Originally published 21 October 1991
Mystery surrounds the well-preserved 4,000-year-old body of a man found recently in an Alpine glacier. Who was he? Why had he climbed so high above the valley floor? How did he die?
He was armed with axe, knife, bow, and quiver of arrows. He carried a flint and tinder in a leather pouch. He wore some nifty leather duds and a wooden backpack. All he lacked was a Swiss Army knife.
Archaeologists guess that the Iceman (as he was dubbed) came from the upper classes of his society. He was indeed handsomely fitted out, suggesting a certain status in his community. The man’s body was clean-shaven, including eyebrows and pubic hair, and he bore tattoos on his back and feet. These too were signs of high rank in ancient cultures, say archaeologists.
This is all inference, of course, inspired less by incontrovertible evidence than by the desire to find a prince rather than a pauper. Who wants John Doe on ice when you can have a Bronze Age celebrity instead?
There are alternative interpretations of the evidence. Perhaps the Iceman was a thief, making his getaway across the mountain with a load of stolen goods. The point is, no one really knows, and the Iceman isn’t talking.
The Iceman’s DNA
However, there may be some things we can know for sure about the Iceman. Genetic researchers will be quick to stick their needles into his skin, collecting specimens of DNA for analysis. A new technique called PCR (polymerase chain reaction) will enable them to clone the Iceman’s DNA over and over again until they have a substantial quantity of accessible, identifiable material. Then they can read the genetic code and piece together the Iceman’s place in the drama of life.
A single hair stubble from a pore in the Iceman’s clean-shaven chin, for example, could provide enough DNA, when amplified by PCR, to determine the unlucky Bronze Age climber’s kinship to present-day Europeans.
The PCR method for cloning genes was discovered in 1985 by a California scientist named Kary Mullis. With the new technology, DNA can be made to reproduce itself over and over, multiplying a millionfold. During the past few years especially, researchers have become amazingly adept at cloning and identifying tiny snippets of DNA.
The new technology has obvious application to genetic engineering, medicine, and forensics (absolutely identifying the perpetrator of a crime from the evidence of a microscopic flake if skin, for example). It also provides archaeologists, anthropologists, and evolutionists with a powerful tool for reconstructing the past.
What astonishes all researchers is the length of time ancient DNA can remain intact and clonable.
Long sections of human DNA have been cloned from a 2,400-year-old Egyptian mummy, and from the brain cells of humans buried 8,000 years ago in a Florida bog.
Scientists are using DNA from ancient burials to determine kinships among the pre-Columbian peoples of the Americas, and to discover the mysterious origin of Britain’s Anglo-Saxons.
Woolly mammoths became extinct 10,000 years ago, but enough DNA has been recovered and cloned from a mammoth found frozen in Siberia to show that it is related with equal affinity to present-day African and Indian elephants.
____
Set of tasks »
1. From the Iceman article, quote the words from "There are alternative" to "drama of life.".
2. In the Iceman article, which things does the Iceman's gear include that he was armed with? List every one.
3. For each statement, say whether it agrees with the Iceman article. Give yes or no and quote the words that decide it.
(a) The PCR method was discovered in 1985 by Kary Mullis.
(b) Woolly mammoths died out 8,000 years ago.
(c) The Iceman had tattoos on his arms.
Use only the Iceman article itself.

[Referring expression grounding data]
____
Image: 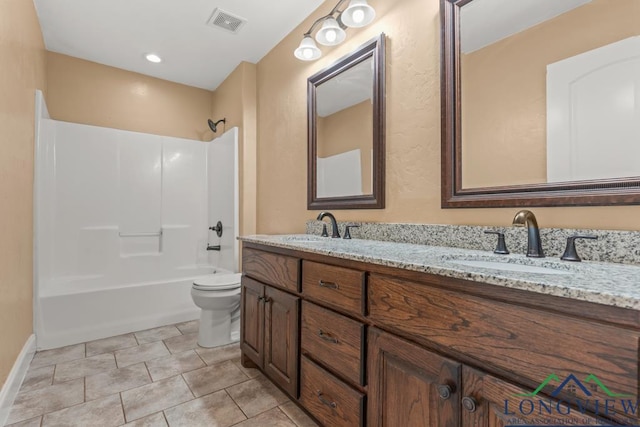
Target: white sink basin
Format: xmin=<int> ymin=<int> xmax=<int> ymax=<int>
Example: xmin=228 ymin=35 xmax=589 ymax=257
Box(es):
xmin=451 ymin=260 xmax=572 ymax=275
____
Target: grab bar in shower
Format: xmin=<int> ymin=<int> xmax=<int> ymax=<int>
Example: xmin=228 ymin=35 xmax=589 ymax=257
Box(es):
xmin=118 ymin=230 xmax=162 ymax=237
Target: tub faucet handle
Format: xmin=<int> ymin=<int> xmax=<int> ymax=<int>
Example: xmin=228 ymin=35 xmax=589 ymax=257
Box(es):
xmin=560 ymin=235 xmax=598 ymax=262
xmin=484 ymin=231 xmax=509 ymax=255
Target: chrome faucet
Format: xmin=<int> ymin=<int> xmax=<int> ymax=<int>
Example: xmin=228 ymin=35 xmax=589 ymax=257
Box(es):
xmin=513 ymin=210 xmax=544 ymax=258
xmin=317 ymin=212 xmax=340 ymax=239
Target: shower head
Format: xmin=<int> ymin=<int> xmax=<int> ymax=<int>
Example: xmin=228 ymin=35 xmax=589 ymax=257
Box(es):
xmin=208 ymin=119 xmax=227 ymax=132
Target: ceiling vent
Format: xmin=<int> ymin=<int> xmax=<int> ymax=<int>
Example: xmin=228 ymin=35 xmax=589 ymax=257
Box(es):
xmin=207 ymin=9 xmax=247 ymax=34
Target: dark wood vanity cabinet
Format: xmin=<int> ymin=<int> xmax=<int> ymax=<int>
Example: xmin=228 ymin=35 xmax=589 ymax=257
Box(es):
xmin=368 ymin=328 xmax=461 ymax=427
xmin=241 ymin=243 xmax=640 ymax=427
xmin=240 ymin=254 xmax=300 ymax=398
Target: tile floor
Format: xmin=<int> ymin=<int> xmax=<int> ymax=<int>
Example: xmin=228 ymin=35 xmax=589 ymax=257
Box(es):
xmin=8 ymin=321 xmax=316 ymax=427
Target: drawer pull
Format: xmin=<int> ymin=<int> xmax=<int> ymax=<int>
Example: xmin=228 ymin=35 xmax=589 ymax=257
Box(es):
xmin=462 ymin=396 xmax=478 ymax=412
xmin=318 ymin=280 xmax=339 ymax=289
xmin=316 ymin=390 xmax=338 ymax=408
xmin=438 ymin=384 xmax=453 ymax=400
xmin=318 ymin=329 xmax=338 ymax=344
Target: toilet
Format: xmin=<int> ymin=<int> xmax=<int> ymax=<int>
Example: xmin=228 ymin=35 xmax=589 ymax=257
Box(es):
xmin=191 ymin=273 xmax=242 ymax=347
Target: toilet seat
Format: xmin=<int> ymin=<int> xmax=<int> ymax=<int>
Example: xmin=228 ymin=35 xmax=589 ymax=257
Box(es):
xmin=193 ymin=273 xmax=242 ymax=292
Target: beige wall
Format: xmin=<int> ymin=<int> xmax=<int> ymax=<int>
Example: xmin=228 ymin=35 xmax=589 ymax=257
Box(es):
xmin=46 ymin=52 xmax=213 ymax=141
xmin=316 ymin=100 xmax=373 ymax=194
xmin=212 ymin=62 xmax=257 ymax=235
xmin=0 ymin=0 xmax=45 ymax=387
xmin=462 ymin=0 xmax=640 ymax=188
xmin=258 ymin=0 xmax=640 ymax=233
____
Task responses »
1.
There are alternative interpretations of the evidence. Perhaps the Iceman was a thief, making his getaway across the mountain with a load of stolen goods. The point is, no one really knows, and the Iceman isn’t talking.
The Iceman’s DNA
However, there may be some things we can know for sure about the Iceman. Genetic researchers will be quick to stick their needles into his skin, collecting specimens of DNA for analysis. A new technique called PCR (polymerase chain reaction) will enable them to clone the Iceman’s DNA over and over again until they have a substantial quantity of accessible, identifiable material. Then they can read the genetic code and piece together the Iceman’s place in the drama of life.

2.
- axe
- knife
- bow
- quiver of arrows

3.
(a) Yes: "The PCR method for cloning genes was discovered in 1985 by a California scientist named Kary Mullis."
(b) No: "Woolly mammoths became extinct 10,000 years ago"
(c) No: "he bore tattoos on his back and feet"